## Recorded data
---------------

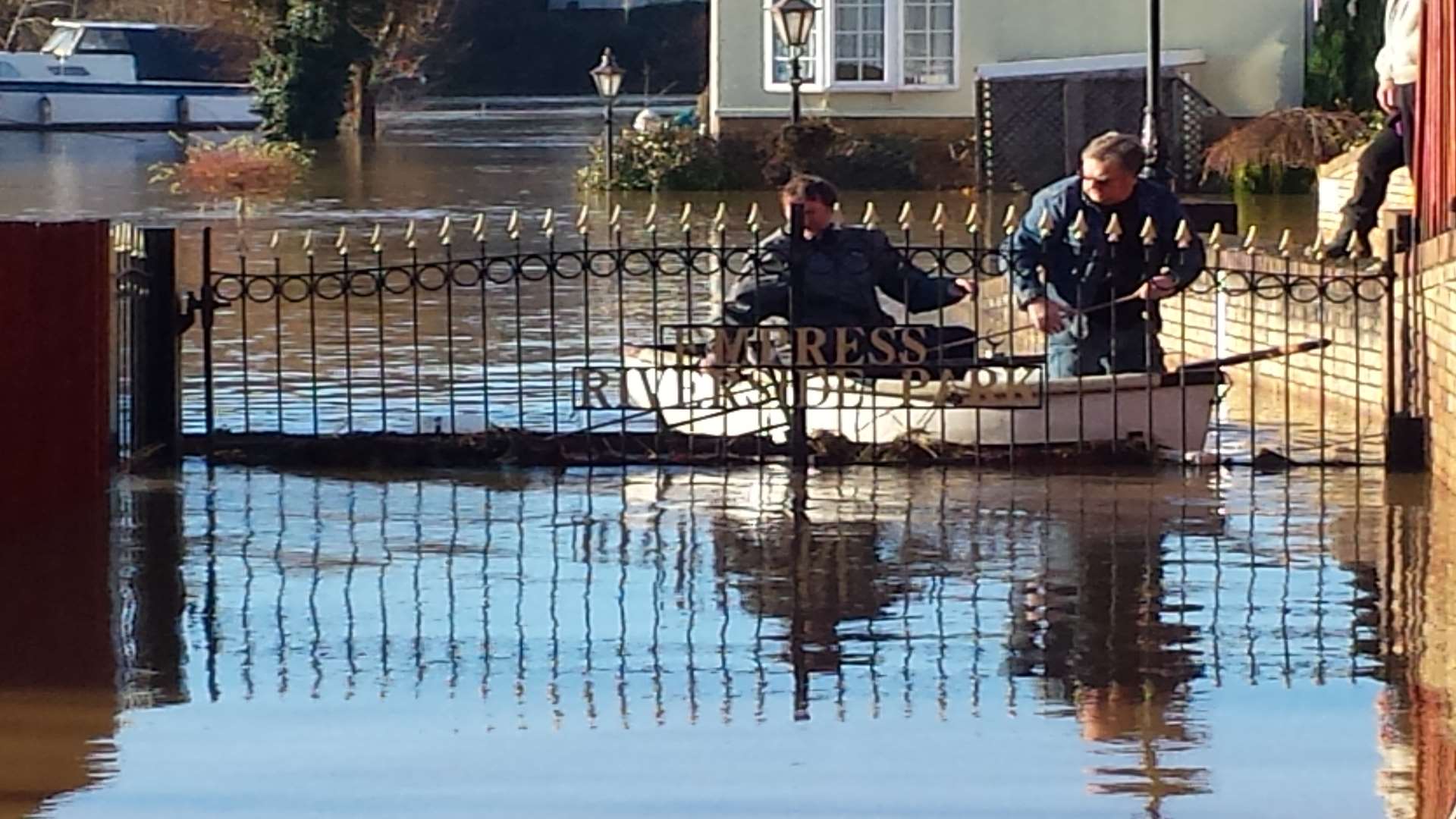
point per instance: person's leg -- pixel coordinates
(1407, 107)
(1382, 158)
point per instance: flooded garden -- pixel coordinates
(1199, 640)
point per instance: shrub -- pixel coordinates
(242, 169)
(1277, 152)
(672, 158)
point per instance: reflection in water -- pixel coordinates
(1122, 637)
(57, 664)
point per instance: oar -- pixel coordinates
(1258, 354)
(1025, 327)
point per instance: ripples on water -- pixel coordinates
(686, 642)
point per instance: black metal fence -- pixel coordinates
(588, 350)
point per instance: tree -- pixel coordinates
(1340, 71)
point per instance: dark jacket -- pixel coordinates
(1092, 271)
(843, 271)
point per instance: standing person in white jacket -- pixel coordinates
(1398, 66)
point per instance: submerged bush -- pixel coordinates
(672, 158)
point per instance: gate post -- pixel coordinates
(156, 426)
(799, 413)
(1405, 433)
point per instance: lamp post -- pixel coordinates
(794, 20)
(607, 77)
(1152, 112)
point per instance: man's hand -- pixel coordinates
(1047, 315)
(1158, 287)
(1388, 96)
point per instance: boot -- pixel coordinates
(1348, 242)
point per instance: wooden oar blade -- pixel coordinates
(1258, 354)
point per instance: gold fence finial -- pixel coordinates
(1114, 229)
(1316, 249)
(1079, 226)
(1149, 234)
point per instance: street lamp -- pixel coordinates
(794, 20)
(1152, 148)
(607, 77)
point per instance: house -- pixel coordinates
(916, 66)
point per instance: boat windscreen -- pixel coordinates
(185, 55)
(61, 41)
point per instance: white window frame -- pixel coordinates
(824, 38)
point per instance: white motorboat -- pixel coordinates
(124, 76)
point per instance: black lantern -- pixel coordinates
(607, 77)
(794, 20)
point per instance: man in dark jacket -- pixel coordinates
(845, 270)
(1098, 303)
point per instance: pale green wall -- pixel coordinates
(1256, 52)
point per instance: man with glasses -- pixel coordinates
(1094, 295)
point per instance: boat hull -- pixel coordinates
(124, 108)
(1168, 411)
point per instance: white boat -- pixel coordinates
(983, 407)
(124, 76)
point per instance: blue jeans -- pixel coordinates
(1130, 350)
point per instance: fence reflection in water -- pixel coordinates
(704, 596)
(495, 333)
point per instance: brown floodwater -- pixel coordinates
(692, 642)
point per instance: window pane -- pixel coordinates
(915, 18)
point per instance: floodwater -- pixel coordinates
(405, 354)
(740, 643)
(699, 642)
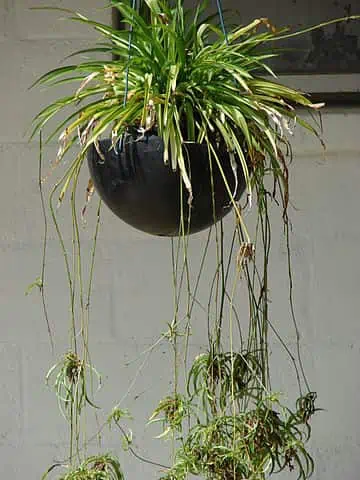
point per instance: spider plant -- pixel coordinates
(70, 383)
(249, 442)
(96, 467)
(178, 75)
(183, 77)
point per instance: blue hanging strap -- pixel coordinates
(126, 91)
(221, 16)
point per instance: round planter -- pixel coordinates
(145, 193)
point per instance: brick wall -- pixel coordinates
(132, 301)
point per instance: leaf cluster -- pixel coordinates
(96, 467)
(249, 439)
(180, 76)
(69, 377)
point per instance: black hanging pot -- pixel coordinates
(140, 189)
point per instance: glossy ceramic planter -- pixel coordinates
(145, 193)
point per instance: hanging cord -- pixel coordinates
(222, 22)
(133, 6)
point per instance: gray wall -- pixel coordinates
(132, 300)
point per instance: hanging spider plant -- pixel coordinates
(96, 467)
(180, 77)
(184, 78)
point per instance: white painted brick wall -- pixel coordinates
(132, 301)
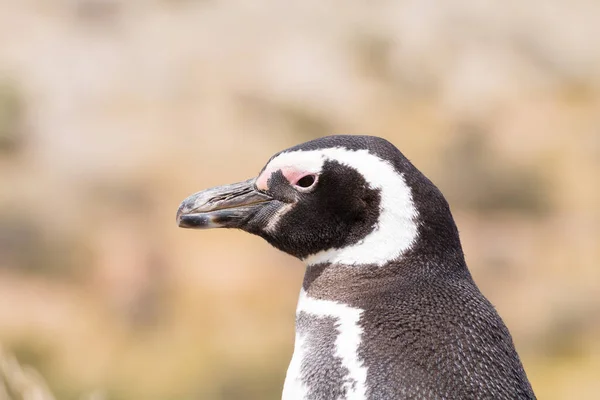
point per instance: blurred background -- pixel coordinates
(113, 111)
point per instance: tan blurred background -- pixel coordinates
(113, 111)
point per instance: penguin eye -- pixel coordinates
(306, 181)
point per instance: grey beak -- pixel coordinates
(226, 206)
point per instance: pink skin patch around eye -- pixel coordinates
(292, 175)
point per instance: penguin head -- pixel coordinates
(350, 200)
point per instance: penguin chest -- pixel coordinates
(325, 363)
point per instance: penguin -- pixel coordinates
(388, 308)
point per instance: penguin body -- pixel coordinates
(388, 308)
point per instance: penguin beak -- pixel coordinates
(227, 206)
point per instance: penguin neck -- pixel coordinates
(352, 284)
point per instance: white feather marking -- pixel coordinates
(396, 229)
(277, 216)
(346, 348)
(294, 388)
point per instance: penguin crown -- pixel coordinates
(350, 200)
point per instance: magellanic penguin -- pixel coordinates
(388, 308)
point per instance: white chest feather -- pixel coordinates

---------------

## What is asked
Transcribe every row above verbatim, leaving out the pictures.

## Task output
point per instance: person's leg -- pixel coordinates
(1407, 107)
(1382, 158)
point per instance: flooded garden -- pixel coordinates
(1199, 640)
point per instance: shrub -- pixel coordinates
(242, 169)
(1277, 152)
(672, 158)
point per instance: reflection in water -- pixel coordinates
(1122, 637)
(57, 664)
point per instance: oar -- pixel coordinates
(1258, 354)
(1025, 327)
point per instance: ripples on water -- pixel coordinates
(686, 642)
point per instance: black metal fence -- pixel coordinates
(588, 350)
point per instance: tree -- pixel coordinates
(1340, 71)
point per instance: dark jacket -- pixel coordinates
(1092, 271)
(843, 271)
point per instance: standing person in white jacket -- pixel coordinates
(1398, 66)
point per instance: submerged bush -- pixel coordinates
(672, 158)
point per instance: gate post -- pixel coordinates
(156, 426)
(799, 413)
(1405, 433)
point per instance: lamp post -- pixel coordinates
(794, 20)
(607, 77)
(1152, 112)
point per instance: man's hand -- pixel coordinates
(1047, 315)
(1158, 287)
(1388, 96)
point per instance: boot -- pixel coordinates
(1348, 242)
point per instance: wooden oar blade -- pixel coordinates
(1258, 354)
point per instance: gold fence finial -- pixel coordinates
(1114, 229)
(1316, 249)
(1079, 226)
(1149, 234)
point per instance: street lamp -- pixel coordinates
(794, 20)
(1152, 148)
(607, 77)
point per instance: house -- pixel coordinates
(916, 66)
point per instance: boat windscreen -- pixel coordinates
(185, 55)
(61, 41)
point per instance: white window frame -- pixel coordinates
(824, 38)
point per instance: white motorboat -- pixel coordinates
(124, 76)
point per instance: black lantern -- pixel coordinates
(607, 77)
(794, 20)
point per instance: man in dark jacket -- pixel coordinates
(845, 270)
(1098, 303)
point per instance: pale green wall -- pixel coordinates
(1256, 52)
point per instance: man with glasses -- pixel coordinates
(1094, 295)
point per instance: boat hull -- pixel coordinates
(124, 108)
(1168, 411)
point per instance: white boat -- pixel coordinates
(983, 407)
(124, 76)
point per instance: blue jeans -- pixel coordinates
(1130, 350)
point per instance: fence reflection in water -- pixel coordinates
(704, 596)
(495, 333)
point per instance: brown floodwater -- pixel coordinates
(692, 642)
point per instance: window pane -- pixel coordinates
(915, 18)
point per instance: floodwater -- pixel coordinates
(405, 354)
(740, 643)
(699, 642)
point per instance: spider plant -- pixel coordinates
(70, 383)
(249, 442)
(96, 467)
(178, 75)
(183, 77)
point per instance: blue hanging strap -- pixel coordinates
(126, 91)
(221, 16)
point per instance: round planter -- pixel coordinates
(145, 193)
point per instance: brick wall -- pixel coordinates
(132, 301)
point per instance: leaf cluster -- pixel coordinates
(96, 467)
(249, 439)
(180, 76)
(69, 377)
point per instance: black hanging pot -- pixel coordinates
(140, 189)
point per instance: glossy ceramic planter -- pixel coordinates
(145, 193)
point per instance: hanging cord -- pixel coordinates
(222, 22)
(133, 6)
point per instance: gray wall -- pixel coordinates
(132, 300)
point per instance: hanging spider plant -- pixel coordinates
(96, 467)
(180, 77)
(184, 78)
point per instance: white painted brick wall -- pixel coordinates
(132, 301)
point per instance: blurred background -- pixel coordinates
(113, 111)
point per instance: tan blurred background -- pixel coordinates
(113, 111)
point per instance: penguin eye -- pixel coordinates
(306, 181)
point per instance: grey beak -- pixel coordinates
(226, 206)
point per instance: pink skin patch around eye -- pixel coordinates
(292, 175)
point per instance: penguin head -- pixel coordinates
(350, 200)
point per instance: penguin chest -- pixel coordinates
(325, 363)
point per instance: penguin -- pixel coordinates
(388, 308)
point per instance: penguin body -- pixel coordinates
(388, 308)
point per instance: penguin beak -- pixel coordinates
(227, 206)
point per instance: penguin neck -- pixel coordinates
(352, 284)
point per instance: white feather marking -- pixel coordinates
(396, 229)
(277, 216)
(346, 348)
(294, 388)
point per instance: penguin crown -- pixel coordinates
(350, 200)
point per instance: magellanic penguin -- pixel coordinates
(388, 308)
point per instance: white chest feather -- pixel coordinates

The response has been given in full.